PROBLEM DETAILS:
Count the lines in the records below that contain the string "windshield", treating uppercase and lowercase as different. Reply with the number alone.

(Records pointing to named objects)
— begin —

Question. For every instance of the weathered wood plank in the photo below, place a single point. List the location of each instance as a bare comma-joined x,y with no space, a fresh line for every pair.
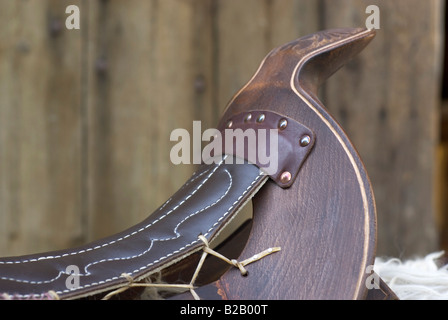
39,128
388,101
247,30
148,75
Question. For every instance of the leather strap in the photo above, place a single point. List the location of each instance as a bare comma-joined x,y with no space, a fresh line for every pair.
204,205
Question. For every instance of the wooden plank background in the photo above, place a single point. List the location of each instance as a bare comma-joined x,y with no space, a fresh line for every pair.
86,115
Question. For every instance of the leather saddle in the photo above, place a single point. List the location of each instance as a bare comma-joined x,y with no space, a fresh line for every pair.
309,233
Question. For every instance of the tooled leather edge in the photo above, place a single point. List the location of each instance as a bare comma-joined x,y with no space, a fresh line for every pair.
202,213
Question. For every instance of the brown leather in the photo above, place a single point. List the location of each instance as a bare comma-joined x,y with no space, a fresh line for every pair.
206,202
287,133
324,220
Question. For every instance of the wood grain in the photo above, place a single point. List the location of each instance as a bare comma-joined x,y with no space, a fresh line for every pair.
40,142
388,102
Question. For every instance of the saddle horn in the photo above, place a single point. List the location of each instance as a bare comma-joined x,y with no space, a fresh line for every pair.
316,205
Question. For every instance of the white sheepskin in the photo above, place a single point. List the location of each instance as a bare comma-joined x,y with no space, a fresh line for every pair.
415,279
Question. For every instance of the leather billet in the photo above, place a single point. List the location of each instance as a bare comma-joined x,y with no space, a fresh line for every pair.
317,205
293,140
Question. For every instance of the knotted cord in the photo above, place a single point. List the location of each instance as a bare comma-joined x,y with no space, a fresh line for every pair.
206,251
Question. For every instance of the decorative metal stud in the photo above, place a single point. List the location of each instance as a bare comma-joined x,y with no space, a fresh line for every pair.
305,141
285,177
283,124
261,118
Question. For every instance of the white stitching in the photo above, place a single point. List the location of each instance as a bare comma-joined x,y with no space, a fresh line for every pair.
168,255
128,235
87,273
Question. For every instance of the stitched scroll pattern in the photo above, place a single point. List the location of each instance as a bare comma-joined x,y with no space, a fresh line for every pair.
165,212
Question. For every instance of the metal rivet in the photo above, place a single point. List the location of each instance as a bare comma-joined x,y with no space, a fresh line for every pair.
283,124
285,177
305,141
261,118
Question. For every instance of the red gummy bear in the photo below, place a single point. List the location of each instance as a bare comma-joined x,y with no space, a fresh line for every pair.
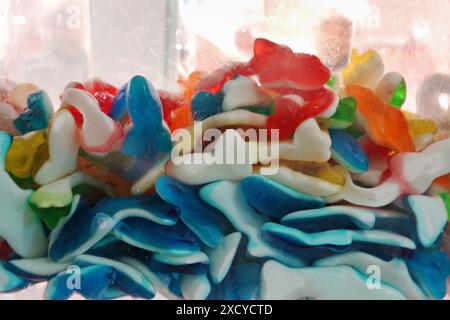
290,112
102,91
278,68
216,80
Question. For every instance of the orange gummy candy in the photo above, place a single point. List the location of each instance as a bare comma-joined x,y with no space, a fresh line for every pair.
387,125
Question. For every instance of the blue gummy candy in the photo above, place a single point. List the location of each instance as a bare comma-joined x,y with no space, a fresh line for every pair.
346,151
85,226
37,114
175,240
149,134
275,200
119,105
205,104
93,281
203,219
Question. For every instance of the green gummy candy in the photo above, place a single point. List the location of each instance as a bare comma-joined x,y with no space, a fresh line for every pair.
399,95
446,198
345,114
354,133
51,216
332,81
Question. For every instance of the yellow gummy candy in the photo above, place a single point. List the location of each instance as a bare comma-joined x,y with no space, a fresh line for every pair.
27,154
322,170
418,126
364,70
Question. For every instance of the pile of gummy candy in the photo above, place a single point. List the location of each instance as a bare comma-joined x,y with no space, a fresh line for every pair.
362,188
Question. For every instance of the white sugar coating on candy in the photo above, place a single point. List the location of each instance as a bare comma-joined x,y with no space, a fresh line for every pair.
99,132
243,92
40,267
134,275
19,225
148,180
387,86
9,281
197,257
7,115
339,237
245,220
59,193
221,258
279,282
221,120
20,94
331,109
201,168
195,286
394,272
431,217
411,173
63,149
304,183
309,143
156,280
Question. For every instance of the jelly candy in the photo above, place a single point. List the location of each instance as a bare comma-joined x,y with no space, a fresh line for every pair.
243,92
347,151
277,66
309,143
103,92
306,183
395,271
10,282
20,94
221,258
24,158
144,222
274,199
245,220
339,238
182,118
205,104
363,70
149,134
216,80
204,220
446,198
431,217
345,114
120,186
19,225
169,104
432,269
214,166
5,250
392,89
98,132
59,193
291,111
401,181
387,126
7,115
63,149
418,126
37,114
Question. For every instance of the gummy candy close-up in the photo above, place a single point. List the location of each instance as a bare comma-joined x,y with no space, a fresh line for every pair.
107,182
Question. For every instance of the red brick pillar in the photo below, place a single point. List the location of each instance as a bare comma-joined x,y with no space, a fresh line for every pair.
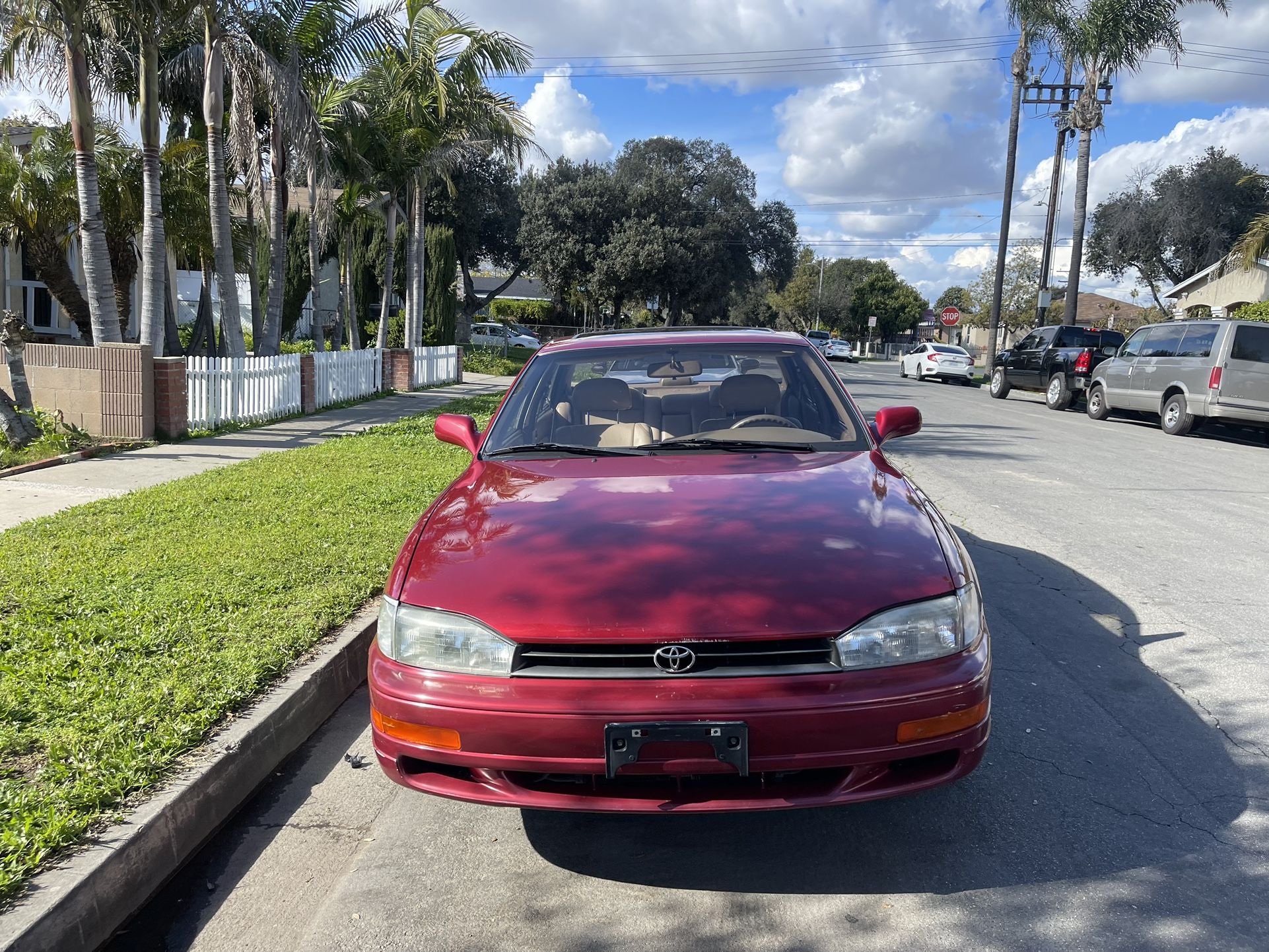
308,385
172,407
397,370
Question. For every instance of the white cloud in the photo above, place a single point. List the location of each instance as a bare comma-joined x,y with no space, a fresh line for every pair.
1243,132
564,119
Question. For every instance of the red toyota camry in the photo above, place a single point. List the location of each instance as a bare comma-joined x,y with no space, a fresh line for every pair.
681,574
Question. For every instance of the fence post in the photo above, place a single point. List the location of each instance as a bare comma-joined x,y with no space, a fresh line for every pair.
308,385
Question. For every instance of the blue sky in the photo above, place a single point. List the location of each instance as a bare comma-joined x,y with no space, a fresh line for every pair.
910,126
861,112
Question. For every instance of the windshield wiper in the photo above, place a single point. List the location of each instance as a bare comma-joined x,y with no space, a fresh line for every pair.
565,448
739,446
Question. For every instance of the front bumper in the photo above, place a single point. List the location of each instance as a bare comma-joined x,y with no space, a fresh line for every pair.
813,740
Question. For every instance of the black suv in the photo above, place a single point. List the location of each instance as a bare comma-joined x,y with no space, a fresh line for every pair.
1055,360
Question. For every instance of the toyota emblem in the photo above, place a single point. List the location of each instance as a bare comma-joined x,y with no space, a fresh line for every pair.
674,659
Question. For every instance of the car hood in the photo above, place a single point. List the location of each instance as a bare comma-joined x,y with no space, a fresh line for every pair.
675,547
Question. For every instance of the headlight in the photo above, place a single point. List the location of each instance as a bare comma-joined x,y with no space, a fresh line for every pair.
442,641
916,632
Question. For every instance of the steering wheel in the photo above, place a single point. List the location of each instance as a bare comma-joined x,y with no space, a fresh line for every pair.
765,421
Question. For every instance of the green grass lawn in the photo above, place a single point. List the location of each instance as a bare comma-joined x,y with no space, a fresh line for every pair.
130,627
490,360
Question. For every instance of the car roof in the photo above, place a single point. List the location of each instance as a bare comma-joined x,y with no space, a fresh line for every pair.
667,337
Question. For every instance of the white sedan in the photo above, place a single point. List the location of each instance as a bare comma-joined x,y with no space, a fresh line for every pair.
499,335
839,351
937,362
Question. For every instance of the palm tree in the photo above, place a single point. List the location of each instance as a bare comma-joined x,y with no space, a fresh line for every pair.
1109,37
443,111
1254,244
41,38
37,203
1035,22
145,28
314,44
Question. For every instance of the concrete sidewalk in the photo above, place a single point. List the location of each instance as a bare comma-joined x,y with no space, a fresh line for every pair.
57,488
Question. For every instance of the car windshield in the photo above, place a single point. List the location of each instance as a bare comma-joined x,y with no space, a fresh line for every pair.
689,397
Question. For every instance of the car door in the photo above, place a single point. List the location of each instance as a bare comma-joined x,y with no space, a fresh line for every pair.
1151,374
1245,377
1116,374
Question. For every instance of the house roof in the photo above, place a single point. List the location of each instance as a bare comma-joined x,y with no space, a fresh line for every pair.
522,289
1091,304
1175,291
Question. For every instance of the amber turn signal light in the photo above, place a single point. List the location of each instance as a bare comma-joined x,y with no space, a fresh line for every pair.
443,738
944,724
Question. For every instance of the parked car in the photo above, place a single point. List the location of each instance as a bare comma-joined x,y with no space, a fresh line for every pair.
621,606
839,351
820,338
942,362
1188,372
500,335
1056,360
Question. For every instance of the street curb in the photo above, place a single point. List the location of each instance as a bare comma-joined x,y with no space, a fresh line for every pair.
81,902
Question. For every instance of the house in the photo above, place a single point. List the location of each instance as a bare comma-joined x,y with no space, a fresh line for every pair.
1222,290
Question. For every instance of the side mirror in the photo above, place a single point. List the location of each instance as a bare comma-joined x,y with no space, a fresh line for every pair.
457,429
896,422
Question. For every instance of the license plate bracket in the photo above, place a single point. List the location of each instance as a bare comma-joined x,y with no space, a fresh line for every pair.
728,739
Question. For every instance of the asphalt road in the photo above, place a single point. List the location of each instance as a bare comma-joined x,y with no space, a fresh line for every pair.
1123,803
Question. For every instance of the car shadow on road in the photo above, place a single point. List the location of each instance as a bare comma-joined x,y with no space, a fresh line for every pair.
1097,770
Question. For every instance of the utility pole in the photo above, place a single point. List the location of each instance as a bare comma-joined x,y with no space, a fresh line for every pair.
1064,96
819,296
1055,184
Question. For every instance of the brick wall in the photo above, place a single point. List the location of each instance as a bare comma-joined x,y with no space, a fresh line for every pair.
106,390
397,370
172,401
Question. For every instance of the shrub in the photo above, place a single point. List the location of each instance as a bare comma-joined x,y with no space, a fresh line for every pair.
1258,312
520,312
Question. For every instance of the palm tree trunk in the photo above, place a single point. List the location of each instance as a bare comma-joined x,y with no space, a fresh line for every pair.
418,226
1081,211
219,196
314,264
355,335
1019,70
272,331
254,277
154,243
389,261
48,259
93,249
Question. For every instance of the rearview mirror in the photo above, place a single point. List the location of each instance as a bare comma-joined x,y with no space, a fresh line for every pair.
457,429
896,422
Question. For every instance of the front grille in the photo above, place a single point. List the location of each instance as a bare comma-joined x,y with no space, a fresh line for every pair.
714,659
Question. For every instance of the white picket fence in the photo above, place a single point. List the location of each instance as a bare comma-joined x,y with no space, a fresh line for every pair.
240,389
436,364
347,375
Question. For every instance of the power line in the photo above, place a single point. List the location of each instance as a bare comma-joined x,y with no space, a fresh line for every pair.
743,71
790,50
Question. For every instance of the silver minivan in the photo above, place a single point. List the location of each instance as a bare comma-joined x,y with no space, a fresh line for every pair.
1187,372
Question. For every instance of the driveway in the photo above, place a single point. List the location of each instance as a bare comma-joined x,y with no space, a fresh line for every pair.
1123,803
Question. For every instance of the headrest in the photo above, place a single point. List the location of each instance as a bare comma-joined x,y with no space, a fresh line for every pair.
749,393
601,393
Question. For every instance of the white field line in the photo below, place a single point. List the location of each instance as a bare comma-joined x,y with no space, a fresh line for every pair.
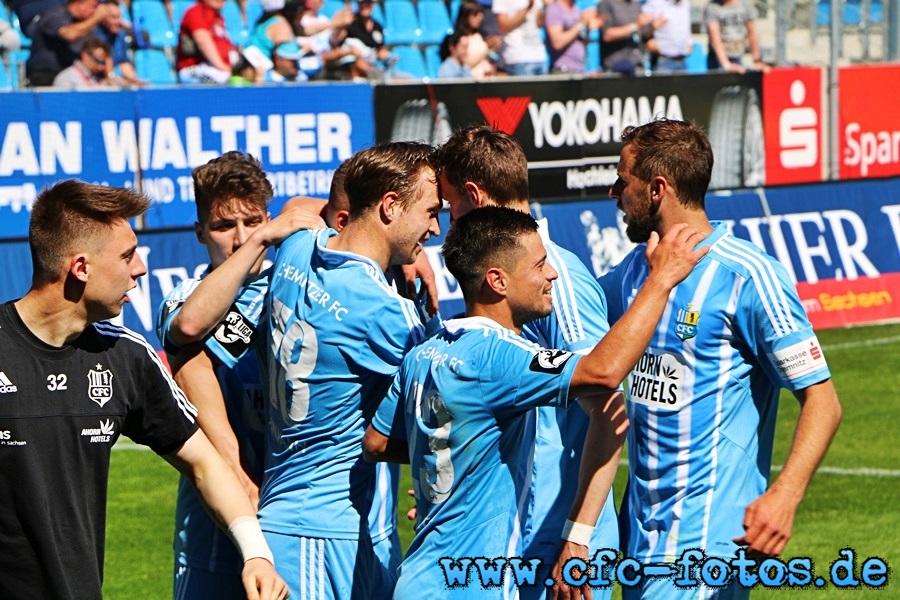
125,444
862,344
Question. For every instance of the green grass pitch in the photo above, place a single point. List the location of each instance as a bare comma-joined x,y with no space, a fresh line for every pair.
852,502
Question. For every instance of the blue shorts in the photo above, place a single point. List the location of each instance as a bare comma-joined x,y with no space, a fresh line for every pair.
664,588
192,583
388,555
324,569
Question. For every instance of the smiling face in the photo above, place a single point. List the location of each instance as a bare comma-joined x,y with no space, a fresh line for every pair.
416,220
531,282
114,267
228,227
632,196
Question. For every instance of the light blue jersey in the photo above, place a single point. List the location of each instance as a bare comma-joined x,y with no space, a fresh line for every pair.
466,397
338,334
702,400
199,543
577,324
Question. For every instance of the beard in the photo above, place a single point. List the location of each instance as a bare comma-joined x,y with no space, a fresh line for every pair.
643,220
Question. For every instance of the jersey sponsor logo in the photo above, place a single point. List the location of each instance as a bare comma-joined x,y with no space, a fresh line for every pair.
686,322
102,434
100,385
550,361
6,386
799,359
657,379
234,333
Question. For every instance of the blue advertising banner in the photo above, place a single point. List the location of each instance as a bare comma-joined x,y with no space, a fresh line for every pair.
840,242
151,139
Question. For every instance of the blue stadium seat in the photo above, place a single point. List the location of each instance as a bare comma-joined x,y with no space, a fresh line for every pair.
435,21
410,61
151,16
402,26
329,7
592,49
238,31
432,59
154,66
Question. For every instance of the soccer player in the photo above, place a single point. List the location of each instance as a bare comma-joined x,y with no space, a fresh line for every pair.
74,383
702,399
218,369
338,332
480,166
463,396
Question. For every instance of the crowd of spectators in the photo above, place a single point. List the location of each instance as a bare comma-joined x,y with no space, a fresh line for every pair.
294,40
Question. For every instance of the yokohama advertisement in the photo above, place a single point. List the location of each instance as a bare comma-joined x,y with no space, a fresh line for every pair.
570,128
869,123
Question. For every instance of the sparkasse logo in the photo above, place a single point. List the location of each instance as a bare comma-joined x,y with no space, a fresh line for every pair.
504,115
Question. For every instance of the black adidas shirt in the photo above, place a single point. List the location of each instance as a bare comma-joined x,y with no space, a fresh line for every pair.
61,410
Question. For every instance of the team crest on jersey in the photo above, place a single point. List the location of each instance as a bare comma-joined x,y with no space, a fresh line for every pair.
550,361
686,323
100,385
234,333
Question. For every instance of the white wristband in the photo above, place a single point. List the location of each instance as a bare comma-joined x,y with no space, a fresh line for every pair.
247,535
577,533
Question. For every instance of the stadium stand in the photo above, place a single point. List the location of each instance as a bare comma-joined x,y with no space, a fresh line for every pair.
410,61
154,65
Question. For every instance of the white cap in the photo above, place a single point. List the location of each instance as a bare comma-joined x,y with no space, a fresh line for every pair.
272,5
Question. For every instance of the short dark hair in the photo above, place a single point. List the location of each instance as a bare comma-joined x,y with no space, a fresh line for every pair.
482,239
676,150
388,167
489,158
232,176
71,213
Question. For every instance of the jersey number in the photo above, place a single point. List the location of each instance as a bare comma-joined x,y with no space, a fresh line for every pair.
57,382
436,472
291,360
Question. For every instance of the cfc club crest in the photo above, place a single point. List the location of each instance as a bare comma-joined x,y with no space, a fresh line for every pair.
686,323
100,385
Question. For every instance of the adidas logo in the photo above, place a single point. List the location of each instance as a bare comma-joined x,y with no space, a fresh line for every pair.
6,386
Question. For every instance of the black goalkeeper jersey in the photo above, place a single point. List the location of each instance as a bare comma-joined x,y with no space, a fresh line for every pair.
61,411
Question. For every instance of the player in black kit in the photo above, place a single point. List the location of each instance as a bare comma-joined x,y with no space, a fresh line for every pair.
70,384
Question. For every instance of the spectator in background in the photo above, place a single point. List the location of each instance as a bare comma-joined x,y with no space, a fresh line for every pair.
326,39
205,53
566,26
454,65
279,24
471,22
90,69
285,66
28,12
520,21
119,35
58,36
672,41
625,31
731,25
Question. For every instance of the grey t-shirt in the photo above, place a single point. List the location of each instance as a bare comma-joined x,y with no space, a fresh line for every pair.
732,18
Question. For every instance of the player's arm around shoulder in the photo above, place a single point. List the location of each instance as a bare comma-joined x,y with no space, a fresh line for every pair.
671,260
218,487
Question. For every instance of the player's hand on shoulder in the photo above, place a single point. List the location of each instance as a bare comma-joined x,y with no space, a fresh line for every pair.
673,257
261,582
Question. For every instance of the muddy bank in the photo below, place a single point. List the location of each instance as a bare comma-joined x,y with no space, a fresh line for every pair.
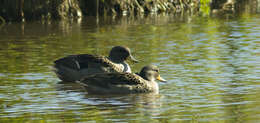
23,10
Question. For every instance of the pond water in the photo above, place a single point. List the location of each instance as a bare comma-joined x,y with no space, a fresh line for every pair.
212,66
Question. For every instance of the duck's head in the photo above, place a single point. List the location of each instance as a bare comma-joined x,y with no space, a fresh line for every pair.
120,54
151,73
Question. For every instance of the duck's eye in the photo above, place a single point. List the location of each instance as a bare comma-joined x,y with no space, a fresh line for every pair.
156,70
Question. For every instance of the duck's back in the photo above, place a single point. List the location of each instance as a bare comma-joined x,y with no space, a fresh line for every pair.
74,67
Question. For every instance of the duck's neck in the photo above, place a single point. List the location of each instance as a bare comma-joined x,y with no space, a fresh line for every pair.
126,67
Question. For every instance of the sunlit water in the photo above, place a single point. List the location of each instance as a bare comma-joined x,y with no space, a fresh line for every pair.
212,66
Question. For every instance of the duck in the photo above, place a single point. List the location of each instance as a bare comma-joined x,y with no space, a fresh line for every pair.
73,67
123,83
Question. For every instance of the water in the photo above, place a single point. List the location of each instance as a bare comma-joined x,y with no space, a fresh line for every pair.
212,66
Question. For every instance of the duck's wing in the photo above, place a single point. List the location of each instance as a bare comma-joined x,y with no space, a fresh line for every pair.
105,80
83,61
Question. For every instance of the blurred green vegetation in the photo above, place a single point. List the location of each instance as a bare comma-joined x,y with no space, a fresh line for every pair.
211,65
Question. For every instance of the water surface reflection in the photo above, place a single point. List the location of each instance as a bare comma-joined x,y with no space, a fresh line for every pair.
212,67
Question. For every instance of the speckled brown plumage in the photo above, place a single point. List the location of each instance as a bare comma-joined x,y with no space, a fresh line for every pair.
74,67
123,82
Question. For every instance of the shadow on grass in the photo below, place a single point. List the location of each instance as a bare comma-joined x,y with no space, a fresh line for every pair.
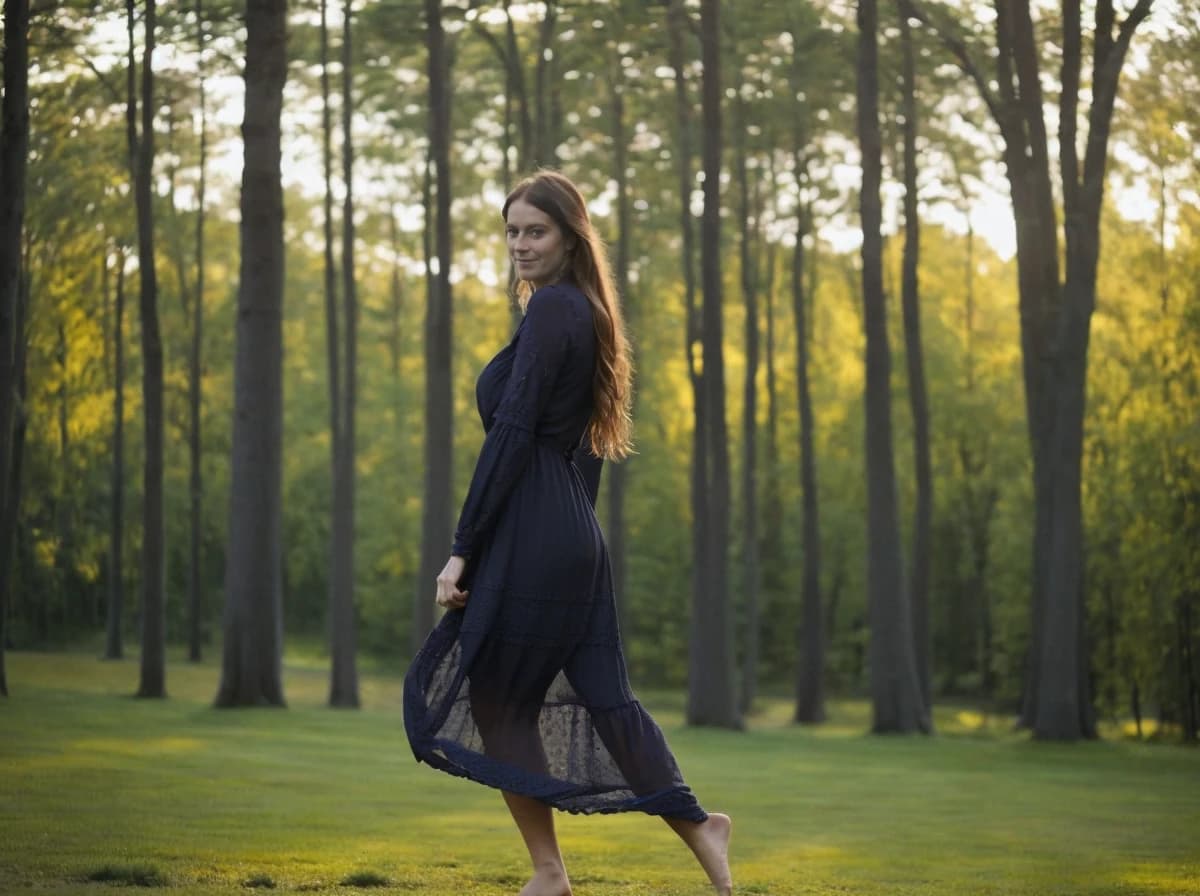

— end —

WORKED ANSWER:
2